Dataset excerpts on object pointing:
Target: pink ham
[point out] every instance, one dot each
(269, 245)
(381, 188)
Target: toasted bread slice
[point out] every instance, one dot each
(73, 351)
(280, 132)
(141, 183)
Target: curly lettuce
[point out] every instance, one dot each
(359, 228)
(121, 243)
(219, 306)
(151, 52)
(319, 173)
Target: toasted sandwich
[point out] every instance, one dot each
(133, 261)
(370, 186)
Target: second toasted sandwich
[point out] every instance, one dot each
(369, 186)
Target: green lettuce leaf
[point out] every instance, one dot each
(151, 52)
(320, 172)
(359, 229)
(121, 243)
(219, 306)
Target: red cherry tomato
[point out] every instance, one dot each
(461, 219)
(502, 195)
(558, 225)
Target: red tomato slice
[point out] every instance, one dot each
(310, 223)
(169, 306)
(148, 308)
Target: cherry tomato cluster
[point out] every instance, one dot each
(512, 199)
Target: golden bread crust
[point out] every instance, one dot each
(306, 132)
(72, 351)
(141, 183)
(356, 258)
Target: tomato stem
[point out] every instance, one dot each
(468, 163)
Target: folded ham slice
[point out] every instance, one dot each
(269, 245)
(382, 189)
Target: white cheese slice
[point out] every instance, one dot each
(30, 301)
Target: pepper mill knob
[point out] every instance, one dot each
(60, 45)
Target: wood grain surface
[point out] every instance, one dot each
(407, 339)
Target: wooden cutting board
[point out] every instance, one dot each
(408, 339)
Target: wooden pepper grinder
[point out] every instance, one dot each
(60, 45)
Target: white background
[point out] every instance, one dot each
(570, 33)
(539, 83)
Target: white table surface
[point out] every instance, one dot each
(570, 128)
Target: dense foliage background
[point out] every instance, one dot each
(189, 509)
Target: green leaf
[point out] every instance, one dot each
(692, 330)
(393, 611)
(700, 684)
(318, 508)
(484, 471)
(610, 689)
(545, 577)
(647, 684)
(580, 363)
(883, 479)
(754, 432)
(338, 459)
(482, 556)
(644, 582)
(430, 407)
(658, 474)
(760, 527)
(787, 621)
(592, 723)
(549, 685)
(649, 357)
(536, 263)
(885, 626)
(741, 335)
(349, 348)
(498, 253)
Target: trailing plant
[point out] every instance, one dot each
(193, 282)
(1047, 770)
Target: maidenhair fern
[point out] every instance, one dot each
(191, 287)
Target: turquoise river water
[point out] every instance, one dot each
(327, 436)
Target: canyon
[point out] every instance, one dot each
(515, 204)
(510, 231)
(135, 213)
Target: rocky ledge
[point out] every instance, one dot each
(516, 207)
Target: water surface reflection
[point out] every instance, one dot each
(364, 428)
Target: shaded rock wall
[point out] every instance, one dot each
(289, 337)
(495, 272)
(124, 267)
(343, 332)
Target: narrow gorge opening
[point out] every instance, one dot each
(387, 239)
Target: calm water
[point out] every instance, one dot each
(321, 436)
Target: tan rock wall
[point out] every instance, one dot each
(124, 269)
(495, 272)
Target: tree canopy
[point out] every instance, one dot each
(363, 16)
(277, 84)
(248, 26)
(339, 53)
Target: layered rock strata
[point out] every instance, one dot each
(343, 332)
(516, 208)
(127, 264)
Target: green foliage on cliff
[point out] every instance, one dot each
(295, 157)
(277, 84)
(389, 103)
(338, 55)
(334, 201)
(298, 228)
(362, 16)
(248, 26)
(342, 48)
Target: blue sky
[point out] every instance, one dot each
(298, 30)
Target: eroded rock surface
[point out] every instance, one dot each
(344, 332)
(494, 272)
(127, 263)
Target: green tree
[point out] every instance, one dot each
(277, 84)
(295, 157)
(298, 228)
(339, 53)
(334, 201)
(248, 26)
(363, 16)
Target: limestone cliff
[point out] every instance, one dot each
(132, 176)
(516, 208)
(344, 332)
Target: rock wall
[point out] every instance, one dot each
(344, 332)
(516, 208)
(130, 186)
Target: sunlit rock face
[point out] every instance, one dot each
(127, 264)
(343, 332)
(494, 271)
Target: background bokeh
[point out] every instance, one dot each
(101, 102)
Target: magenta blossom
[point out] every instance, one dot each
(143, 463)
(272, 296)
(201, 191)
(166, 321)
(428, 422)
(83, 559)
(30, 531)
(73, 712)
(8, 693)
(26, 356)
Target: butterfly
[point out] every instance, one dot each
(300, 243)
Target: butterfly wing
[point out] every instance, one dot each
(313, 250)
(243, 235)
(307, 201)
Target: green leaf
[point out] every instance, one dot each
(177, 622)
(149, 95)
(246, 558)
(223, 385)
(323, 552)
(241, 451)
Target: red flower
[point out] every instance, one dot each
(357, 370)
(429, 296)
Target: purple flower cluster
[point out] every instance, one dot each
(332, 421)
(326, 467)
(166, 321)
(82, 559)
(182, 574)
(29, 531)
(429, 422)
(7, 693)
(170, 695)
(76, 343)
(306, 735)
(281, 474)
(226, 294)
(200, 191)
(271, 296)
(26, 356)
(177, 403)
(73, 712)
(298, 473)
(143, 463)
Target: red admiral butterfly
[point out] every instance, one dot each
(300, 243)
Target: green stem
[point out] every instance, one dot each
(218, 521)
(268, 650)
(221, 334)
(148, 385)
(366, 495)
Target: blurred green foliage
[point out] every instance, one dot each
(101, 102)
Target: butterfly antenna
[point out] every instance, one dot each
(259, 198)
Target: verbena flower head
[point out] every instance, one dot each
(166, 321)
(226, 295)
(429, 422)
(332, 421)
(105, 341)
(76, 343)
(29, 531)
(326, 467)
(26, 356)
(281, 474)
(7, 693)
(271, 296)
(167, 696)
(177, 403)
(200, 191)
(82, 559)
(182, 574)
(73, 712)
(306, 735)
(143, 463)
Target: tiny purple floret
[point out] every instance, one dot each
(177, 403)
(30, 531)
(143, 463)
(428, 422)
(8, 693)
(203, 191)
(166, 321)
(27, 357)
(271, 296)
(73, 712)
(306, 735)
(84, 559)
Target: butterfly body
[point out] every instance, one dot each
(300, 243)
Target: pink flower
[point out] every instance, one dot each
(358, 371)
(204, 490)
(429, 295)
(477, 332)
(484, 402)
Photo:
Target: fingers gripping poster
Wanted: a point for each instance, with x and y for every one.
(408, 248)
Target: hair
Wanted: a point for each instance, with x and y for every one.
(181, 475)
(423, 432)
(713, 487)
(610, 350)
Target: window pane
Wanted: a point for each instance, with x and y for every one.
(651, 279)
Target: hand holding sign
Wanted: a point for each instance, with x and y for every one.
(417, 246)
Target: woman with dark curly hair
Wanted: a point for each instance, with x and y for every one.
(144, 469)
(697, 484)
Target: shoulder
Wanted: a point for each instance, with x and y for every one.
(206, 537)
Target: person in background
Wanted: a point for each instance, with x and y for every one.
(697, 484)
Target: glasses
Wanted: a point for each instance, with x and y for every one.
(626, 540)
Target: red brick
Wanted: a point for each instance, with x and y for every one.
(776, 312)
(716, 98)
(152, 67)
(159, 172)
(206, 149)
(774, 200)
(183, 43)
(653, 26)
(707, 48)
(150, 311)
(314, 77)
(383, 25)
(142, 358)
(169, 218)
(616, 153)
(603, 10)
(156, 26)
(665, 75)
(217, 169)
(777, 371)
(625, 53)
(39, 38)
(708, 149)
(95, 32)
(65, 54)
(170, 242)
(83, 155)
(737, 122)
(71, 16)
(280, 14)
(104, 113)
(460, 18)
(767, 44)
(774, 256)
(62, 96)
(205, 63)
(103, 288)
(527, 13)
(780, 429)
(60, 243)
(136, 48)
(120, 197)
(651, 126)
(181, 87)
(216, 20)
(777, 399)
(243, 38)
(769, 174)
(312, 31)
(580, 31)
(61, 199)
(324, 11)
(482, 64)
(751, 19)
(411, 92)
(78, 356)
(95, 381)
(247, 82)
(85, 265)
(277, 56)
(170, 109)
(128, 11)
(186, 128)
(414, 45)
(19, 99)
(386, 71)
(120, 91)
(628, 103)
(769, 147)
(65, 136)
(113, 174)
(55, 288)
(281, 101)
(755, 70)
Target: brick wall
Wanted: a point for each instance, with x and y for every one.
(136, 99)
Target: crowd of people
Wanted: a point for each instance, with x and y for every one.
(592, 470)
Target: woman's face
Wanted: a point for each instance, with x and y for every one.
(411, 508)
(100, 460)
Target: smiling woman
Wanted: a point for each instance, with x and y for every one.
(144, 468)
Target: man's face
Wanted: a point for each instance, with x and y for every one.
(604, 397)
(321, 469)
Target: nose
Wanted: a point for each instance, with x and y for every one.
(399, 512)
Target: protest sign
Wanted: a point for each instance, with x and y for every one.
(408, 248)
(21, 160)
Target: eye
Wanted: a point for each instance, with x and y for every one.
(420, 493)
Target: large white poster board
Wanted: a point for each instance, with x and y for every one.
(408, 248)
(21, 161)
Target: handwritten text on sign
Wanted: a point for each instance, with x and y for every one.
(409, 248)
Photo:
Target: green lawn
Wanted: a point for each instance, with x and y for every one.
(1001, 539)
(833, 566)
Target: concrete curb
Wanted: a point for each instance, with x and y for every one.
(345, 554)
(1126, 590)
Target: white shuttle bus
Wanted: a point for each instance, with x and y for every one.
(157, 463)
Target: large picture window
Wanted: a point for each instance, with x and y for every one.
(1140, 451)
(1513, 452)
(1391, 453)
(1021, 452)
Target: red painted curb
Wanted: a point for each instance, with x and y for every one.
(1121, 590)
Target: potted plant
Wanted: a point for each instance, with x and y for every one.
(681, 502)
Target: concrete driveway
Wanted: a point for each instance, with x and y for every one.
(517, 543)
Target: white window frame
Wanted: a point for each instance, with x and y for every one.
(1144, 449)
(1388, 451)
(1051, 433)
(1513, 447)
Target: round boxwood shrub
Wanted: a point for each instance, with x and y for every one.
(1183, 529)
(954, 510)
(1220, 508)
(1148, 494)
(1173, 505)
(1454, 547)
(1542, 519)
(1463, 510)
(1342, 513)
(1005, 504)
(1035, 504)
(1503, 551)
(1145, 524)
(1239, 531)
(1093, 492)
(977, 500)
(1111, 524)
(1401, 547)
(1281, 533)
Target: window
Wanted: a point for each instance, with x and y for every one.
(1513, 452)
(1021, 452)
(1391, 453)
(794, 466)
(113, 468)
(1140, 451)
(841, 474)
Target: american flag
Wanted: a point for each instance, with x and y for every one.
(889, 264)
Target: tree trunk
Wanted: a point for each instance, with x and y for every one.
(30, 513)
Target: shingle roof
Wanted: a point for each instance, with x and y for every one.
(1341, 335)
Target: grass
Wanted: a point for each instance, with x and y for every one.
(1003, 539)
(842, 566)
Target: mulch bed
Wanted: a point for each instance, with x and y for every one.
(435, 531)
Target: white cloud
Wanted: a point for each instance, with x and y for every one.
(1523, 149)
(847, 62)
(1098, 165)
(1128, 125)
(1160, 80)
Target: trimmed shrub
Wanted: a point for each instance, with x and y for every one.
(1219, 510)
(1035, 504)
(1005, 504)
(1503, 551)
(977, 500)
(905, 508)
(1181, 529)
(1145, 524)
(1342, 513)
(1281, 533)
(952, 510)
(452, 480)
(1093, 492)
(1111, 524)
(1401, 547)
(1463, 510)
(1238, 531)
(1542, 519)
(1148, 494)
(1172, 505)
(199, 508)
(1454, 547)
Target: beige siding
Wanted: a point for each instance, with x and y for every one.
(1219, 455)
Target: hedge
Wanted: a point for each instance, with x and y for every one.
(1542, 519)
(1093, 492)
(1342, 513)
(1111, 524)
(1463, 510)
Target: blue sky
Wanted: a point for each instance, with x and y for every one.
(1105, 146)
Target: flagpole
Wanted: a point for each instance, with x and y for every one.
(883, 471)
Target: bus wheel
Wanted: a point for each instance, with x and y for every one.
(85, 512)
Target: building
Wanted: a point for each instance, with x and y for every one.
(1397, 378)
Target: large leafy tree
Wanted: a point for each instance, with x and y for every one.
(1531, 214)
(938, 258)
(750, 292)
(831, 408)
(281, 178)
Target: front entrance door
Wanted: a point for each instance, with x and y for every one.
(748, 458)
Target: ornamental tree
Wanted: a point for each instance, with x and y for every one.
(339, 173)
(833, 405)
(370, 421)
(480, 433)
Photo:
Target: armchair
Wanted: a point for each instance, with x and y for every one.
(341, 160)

### PROBLEM REQUIREMENTS
Could you quote, exactly as they appear, the line containing "Target: grass" and every line after it to the end of the records above?

### ANSWER TO THIS PROBLEM
Target: grass
Wanted: a point for each instance, with x and y for every one.
(1003, 539)
(842, 566)
Target: mulch bed
Wanted: a point for each instance, with x and y for every one.
(435, 531)
Target: white cloud
Wanted: a point for each instance, with x and y for every one.
(1523, 149)
(847, 62)
(1098, 165)
(1128, 125)
(1160, 80)
Target: trimmed shrub
Wanted: a point for each instance, with x and y for every one.
(1219, 510)
(1035, 504)
(1005, 504)
(1503, 551)
(977, 500)
(905, 508)
(1181, 529)
(1145, 524)
(1342, 513)
(1281, 533)
(952, 510)
(452, 480)
(1093, 492)
(1111, 524)
(1401, 547)
(1463, 510)
(1238, 531)
(1542, 519)
(1148, 494)
(1172, 505)
(199, 508)
(1454, 547)
Target: beige siding
Wanted: a point for each instance, with x and y for every one.
(1219, 455)
Target: hedge
Wanted: a point for each instance, with x and y for every one.
(1542, 519)
(1093, 492)
(1342, 513)
(1111, 524)
(1463, 510)
Target: blue sky
Wanted: a point for each instance, with x and y for every one.
(1105, 146)
Target: flagpole
Wanted: a point for each instance, with x and y for every one.
(883, 471)
Target: bus wheel
Wanted: a point for each instance, with x and y for every one.
(85, 512)
Target: building
Wanted: a point for each instance, with x and y for every one.
(1397, 378)
Target: large leafy tree
Wanted: a point for each instance, with x and y for every one.
(1531, 214)
(938, 258)
(750, 292)
(831, 408)
(281, 178)
Target: front entrance door
Wanted: a point for each instance, with x and y for every one.
(748, 458)
Target: ornamental tree
Wanted: a point for each instance, with x and y for every one.
(339, 173)
(833, 405)
(370, 421)
(480, 433)
Photo:
Target: armchair
Wanted: a point for each instance, with x and y for every one.
(341, 160)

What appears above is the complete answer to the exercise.